■ Page
==========

Well, I have to ask why you are running a 32bit PAE kernel when your CPU is: <6>[ 0.085062] CPU0: Intel(R) Xeon(R) CPU X3460 @ 2.80GHz stepping 05 Agreed. And FWIW, don't let your filesystems get near ENOSPC on 2.6.34-rc, either.... (i.e. under sustained write load, 2.6.34-rc will hit the OOM killer on page cache allocation before the filesystem can report ENOSPC to the user application. Test 224 in the xfsqa suite on a VM w/ 1GB RAM will trigger this with > 90% reliability....) Cheers, Dave. -- Dave Chinner david@fromorbit.com --
Hi Dave,
Sure, but for compatibility reasons with a customer setup, that I'm fully
responsible for and we strongly depend on, it is i586 still. (and it's a
system, that I've full access on only for a few hours on sundays, which
punishes my family..).
Dave, I really don't want to disappoint you, but a lengthy bisection session
points to:
57817c68229984818fea9e614d6f95249c3fb098 is the first bad commit
commit 57817c68229984818fea9e614d6f95249c3fb098
Author: Dave Chinner <david@fromorbit.com>
Date: Sun Jan 10 23:51:47 2010 +0000
xfs: reclaim all inodes by background tree walks
We cannot do direct inode reclaim without taking the flush lock to
ensure that we do not reclaim an inode under IO. We check the inode
is clean before doing direct reclaim, but this is not good enough
because the inode flush code marks the inode clean once it has
copied the in-core dirty state to the backing buffer.

==========

■ Data lines
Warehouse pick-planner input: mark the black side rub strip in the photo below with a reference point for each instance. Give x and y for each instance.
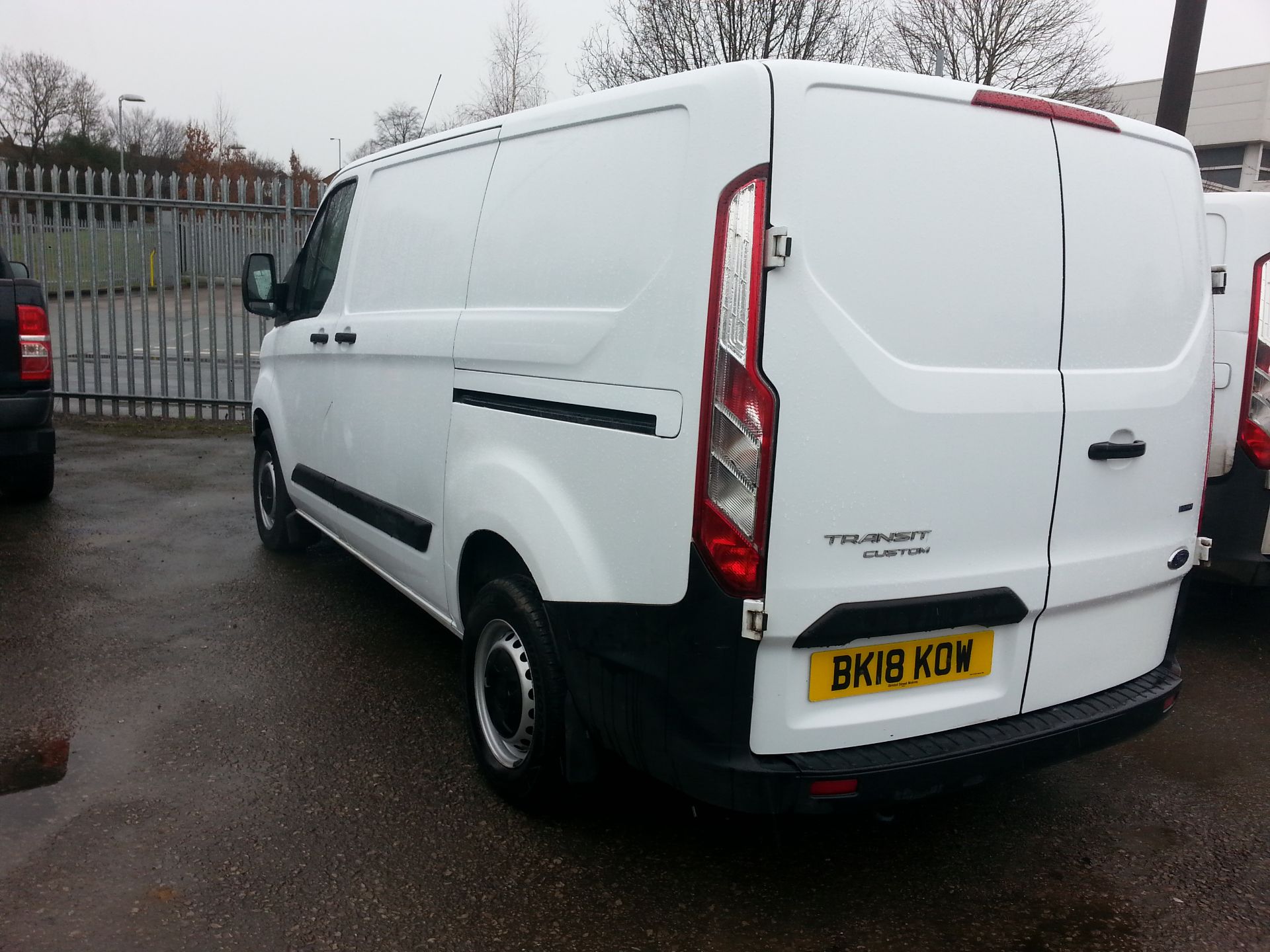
(405, 527)
(842, 625)
(626, 420)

==========

■ To-do list
- A) In the XFS kernel thread above, translate this sentence into German: "We cannot do direct inode reclaim without taking the flush lock to ensure that we do not reclaim an inode under IO."
- B) Write what comes next in the XFS kernel thread, starting after its final sentence.

■ Answers in order
- A) Wir können keine direkte Inode-Rückgewinnung durchführen, ohne die Flush-Sperre zu nehmen, um sicherzustellen, dass wir keinen Inode zurückgewinnen, der sich gerade in einer I/O-Operation befindet.

- B)
It is the flush lock that determines whether the inode is still
under IO, even though it is marked clean, and the inode is still
required at IO completion so we can't reclaim it even though it is
clean in core. Hence the requirement that we need to take the flush
lock even on clean inodes because this guarantees that the inode
writeback IO has completed and it is safe to reclaim the inode.
With delayed write inode flushing, we coul dend up waiting a long
time on the flush lock even for a clean inode. The background
reclaim already handles this efficiently, so avoid all the problems
by killing the direct reclaim path altogether.
Signed-off-by: Dave Chinner <david@fromorbit.com>
Reviewed-by: Christoph Hellwig <hch@lst.de>
8e6b6febccba69bc4cdbfd1886d545c369d64c41 M fs
I will try to prove this by reverting this commit on a 2.6.33.2 build, but
Hmm, thanks for the warning. Will resort to 2.6.33.2 for now on my servers
and keep an eye on the xfs commit logs...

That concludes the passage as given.